Begin Data lines

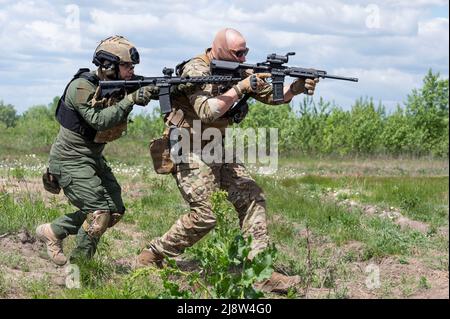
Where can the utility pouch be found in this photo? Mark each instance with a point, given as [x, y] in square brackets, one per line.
[160, 153]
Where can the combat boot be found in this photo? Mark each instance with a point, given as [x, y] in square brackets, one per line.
[278, 283]
[54, 245]
[150, 258]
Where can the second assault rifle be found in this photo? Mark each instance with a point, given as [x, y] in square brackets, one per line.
[273, 65]
[164, 83]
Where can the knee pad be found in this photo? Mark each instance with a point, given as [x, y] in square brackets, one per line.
[98, 221]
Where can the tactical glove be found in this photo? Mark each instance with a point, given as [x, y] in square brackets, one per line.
[251, 84]
[143, 95]
[302, 85]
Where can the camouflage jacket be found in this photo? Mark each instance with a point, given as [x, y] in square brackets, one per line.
[193, 102]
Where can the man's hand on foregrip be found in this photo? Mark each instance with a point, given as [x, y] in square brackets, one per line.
[251, 84]
[302, 85]
[143, 95]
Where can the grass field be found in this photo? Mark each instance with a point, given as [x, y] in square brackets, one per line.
[351, 228]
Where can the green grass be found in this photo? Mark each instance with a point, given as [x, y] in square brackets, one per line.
[421, 198]
[14, 260]
[24, 211]
[294, 201]
[381, 237]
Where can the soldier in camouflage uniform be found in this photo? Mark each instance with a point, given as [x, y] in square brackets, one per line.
[88, 122]
[197, 180]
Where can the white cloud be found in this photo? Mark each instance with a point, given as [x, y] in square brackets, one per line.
[389, 44]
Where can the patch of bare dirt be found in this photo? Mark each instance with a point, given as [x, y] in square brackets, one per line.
[393, 213]
[23, 259]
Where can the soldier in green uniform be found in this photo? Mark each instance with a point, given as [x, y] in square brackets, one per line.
[88, 122]
[197, 179]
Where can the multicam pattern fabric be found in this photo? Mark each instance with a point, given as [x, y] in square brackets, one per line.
[197, 181]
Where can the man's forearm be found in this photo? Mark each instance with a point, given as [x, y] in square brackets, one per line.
[287, 93]
[221, 104]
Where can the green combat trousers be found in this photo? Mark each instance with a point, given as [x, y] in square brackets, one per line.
[90, 185]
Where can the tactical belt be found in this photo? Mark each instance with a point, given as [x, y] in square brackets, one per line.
[71, 119]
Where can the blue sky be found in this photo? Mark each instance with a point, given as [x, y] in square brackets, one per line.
[389, 45]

End Data lines

■ **Task goal**: Leaving aside the images, write out the entries above word for word.

■ **Answer in full**:
Where can the utility pouch be found in this photo? Mark each instance with a point, given as [x, y] in square brackets, one per line.
[160, 153]
Where can the combat boot be found in this photo? Mark each instance with a point, given as [x, y] in square brackets, one per line.
[278, 283]
[54, 245]
[150, 258]
Where can the second assault rifle be found in this photo? Mark each instance with a point, given as [x, y] in square brackets, one per line.
[273, 65]
[164, 83]
Where can the knee pad be found in this photo? Mark each instance with a point, given as [x, y] in square brackets, one per line.
[98, 221]
Where can the tactical glove be found in this photo? Mark each instance with a point, given as [x, y] in square brackets, one per line.
[251, 84]
[143, 95]
[302, 85]
Where can the camouflage jacket be found in this photo? Mark each instance with a point, given as [x, y] in square brackets, one per line.
[193, 102]
Where can the man's hand on foregrip be found in this photo? Mark each instance with a point, given as [x, y] in square brackets, one per line.
[251, 84]
[302, 85]
[143, 95]
Where can the grass field be found in this photo? Mark each instance with a point, given as [x, y] in square brackets, one per line.
[351, 228]
Where can the green grass be found in this photo? Mark each instance with a point, given as [x, y] in square brackets, one per line.
[421, 198]
[14, 260]
[24, 211]
[294, 201]
[381, 237]
Where can the soldier in camouflage uniform be found in this photo? Mark each instance with a point, given as [x, y] in square brackets, one per line.
[88, 122]
[197, 180]
Where can the white cloud be found in this photo? Mark each instance with a point, given as [x, y] in square brackets, one per line.
[389, 44]
Where can the patch of bare dirt be found in this photo? Mark each instance with a point, given as [x, y] in square brackets, one per line.
[393, 213]
[23, 259]
Where can the soldier in green uniform be found in this photo? Mark each instance with a point, given as [x, y] in square brackets, one per line.
[88, 122]
[197, 179]
Where can the multicam pattern fabric be found in this photo? Mark each instance with a point, given as [x, y] in square brackets, one per line.
[197, 181]
Where can the man's forearm be found in this photo? Mark each instance with a point, given as [x, y] in square brackets, one per line.
[287, 93]
[221, 104]
Where can the green combat trousers be found in this photo? Mark each instance with a point, given as [x, y] in square brackets, one per line.
[90, 185]
Where can the tactical belt be found in this photo? Mark each instance with a point, given as [x, y] in square brackets, one per line.
[71, 119]
Where can the blue sky be found in this photo? Mark each instance with a point, given as [x, y] in square brackets, one per line.
[389, 45]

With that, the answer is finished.